> **Trecho**
Sociologia
29/11/2007
Pensando o crime organizado
Por Fábio de Castro
Ao contrário do que ocorre nos Estados Unidos, no Brasil o crime organizado é uma ameaça à democracia, de acordo com dois especialistas que participaram, nesta terça-feira (27/11), do Seminário Internacional sobre o Crime Organizado, na Universidade de São Paulo (USP).
Michel Misse, professor do Departamento de Sociologia da Universidade Federal do Rio de Janeiro (UFRJ), e Jay Albanese, da Virginia Commonwealth University, nos Estados Unidos, debateram aspectos conceituais do tema durante o evento realizado pelo Centro de Estudos da Violência da USP, um dos Centros de Pesquisa, Inovação e Difusão (Cepid) da FAPESP, também conhecido como Núcleo de Estudos da Violência (NEV).
Para Misse, o alto grau de corrupção dos agentes do Estado brasileiro, a falta de coerência na definição do que são as atividades criminosas e a concentração da violência na camada pobre da sociedade contribuem para ameaçar a democracia.

> **Registros de dados**
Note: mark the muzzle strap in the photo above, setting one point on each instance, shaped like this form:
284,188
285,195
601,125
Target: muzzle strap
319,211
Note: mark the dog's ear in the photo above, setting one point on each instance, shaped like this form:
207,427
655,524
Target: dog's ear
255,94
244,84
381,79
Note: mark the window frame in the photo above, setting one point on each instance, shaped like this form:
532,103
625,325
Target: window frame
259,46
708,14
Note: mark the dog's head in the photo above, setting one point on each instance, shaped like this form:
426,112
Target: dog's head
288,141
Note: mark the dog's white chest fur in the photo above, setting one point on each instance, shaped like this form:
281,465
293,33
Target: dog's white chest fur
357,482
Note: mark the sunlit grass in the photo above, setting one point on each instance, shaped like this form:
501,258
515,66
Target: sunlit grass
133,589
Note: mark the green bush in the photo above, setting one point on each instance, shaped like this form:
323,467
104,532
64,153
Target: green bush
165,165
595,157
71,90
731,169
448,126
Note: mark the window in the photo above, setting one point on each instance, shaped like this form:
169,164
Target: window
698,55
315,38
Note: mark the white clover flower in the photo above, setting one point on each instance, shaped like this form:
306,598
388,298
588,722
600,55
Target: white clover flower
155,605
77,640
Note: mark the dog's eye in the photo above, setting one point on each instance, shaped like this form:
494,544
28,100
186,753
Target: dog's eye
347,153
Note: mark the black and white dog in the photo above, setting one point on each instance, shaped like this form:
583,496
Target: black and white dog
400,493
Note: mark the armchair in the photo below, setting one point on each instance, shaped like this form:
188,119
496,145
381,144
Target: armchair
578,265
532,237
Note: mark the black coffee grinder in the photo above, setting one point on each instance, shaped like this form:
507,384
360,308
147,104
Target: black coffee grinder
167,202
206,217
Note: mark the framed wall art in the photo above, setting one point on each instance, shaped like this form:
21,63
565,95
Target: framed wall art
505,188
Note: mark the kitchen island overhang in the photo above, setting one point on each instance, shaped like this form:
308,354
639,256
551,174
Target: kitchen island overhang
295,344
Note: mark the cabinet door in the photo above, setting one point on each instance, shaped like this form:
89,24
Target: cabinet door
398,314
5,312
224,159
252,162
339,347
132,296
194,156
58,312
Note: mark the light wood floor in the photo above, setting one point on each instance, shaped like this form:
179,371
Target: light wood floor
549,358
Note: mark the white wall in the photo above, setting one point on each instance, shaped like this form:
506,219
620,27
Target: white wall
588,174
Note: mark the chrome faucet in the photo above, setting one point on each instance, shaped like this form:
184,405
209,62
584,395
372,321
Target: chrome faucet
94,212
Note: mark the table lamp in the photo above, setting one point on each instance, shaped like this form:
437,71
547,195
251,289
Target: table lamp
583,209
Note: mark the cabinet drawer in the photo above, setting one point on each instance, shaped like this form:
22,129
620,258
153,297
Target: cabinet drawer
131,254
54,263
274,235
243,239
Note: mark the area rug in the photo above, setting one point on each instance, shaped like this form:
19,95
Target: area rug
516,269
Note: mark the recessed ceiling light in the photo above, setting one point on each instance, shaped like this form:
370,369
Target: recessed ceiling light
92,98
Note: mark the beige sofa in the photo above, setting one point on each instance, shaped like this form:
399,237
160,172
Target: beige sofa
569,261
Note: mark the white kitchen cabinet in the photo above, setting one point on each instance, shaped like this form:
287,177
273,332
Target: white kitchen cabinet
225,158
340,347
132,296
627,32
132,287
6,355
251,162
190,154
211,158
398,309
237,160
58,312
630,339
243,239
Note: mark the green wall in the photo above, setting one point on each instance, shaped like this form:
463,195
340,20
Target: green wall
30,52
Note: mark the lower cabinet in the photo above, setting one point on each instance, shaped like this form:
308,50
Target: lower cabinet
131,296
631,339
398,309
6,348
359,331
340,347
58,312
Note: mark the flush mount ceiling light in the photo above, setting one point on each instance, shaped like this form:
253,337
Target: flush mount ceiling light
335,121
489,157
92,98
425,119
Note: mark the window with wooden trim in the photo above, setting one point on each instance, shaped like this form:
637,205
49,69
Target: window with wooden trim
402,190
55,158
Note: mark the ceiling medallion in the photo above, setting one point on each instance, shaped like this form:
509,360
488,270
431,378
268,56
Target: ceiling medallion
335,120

> **Instruções de trabalho**
A. Responda com base no trecho sobre crime organizado:
(i) Em que dia da semana e data os especialistas participaram do seminário?
(ii) A qual universidade dos Estados Unidos pertence Jay Albanese?
(iii) Por qual outro nome o Centro de Estudos da Violência da USP é conhecido?
B. Reproduza literalmente o trecho sobre crime organizado, começando nas palavras "Para Misse, o" e parando depois de "ameaçar a democracia.".
Baseie-se apenas no trecho para responder.

> **Respostas por tarefa**
A.
(i) Terça-feira, 27/11.
(ii) Virginia Commonwealth University.
(iii) Núcleo de Estudos da Violência (NEV).

B.
Para Misse, o alto grau de corrupção dos agentes do Estado brasileiro, a falta de coerência na definição do que são as atividades criminosas e a concentração da violência na camada pobre da sociedade contribuem para ameaçar a democracia.